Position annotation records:
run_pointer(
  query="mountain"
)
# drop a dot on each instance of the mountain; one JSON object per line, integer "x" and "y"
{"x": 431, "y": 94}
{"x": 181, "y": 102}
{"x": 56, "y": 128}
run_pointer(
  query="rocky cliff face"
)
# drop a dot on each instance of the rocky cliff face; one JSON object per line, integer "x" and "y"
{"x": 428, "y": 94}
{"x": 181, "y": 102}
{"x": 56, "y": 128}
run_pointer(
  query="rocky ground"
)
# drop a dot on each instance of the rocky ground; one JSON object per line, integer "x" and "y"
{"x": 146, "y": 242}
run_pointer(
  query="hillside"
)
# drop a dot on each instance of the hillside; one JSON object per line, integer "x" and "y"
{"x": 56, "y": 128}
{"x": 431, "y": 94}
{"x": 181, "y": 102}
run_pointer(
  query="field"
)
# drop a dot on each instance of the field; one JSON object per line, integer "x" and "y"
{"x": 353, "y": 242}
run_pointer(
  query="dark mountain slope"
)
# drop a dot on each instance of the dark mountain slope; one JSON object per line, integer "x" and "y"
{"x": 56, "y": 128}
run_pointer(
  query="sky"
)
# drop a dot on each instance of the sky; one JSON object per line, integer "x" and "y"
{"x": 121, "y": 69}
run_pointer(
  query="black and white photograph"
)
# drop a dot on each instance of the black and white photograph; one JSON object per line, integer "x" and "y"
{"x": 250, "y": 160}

Job: All of the lines above must be returned exactly.

Exercise solution:
run_pointer(
  query="mountain"
)
# drop a dot on each instance of the mountain; one JSON object per line, integer "x" and "y"
{"x": 431, "y": 94}
{"x": 181, "y": 102}
{"x": 56, "y": 128}
run_pointer(
  query="rocky cliff face"
)
# drop a dot on each instance of the rocky cliff face; one JSON object per line, integer "x" and "y"
{"x": 428, "y": 94}
{"x": 181, "y": 102}
{"x": 56, "y": 128}
run_pointer(
  query="rocky ground"
)
# drop a dot on each instance of the rocky ground; one JSON object per line, integer "x" and "y"
{"x": 146, "y": 242}
run_pointer(
  query="hillside"
)
# drop a dot on each instance of the hillside; one JSON object per line, integer "x" and "y"
{"x": 56, "y": 128}
{"x": 431, "y": 94}
{"x": 181, "y": 102}
run_pointer(
  query="field"
)
# drop a dot on each instance of the field; one JSON object per line, integer "x" and "y"
{"x": 353, "y": 242}
run_pointer(
  query="dark mountain slope"
)
# drop a dot on each instance of the dark mountain slope; one JSON object per line, integer "x" and "y"
{"x": 56, "y": 128}
run_pointer(
  query="sky"
)
# drop a dot on each instance of the sky; one JSON object per line, integer "x" and "y"
{"x": 121, "y": 69}
run_pointer(
  query="black and white photograph"
)
# drop a dot on each instance of the black and white photograph; one JSON object per line, integer "x" and "y"
{"x": 250, "y": 160}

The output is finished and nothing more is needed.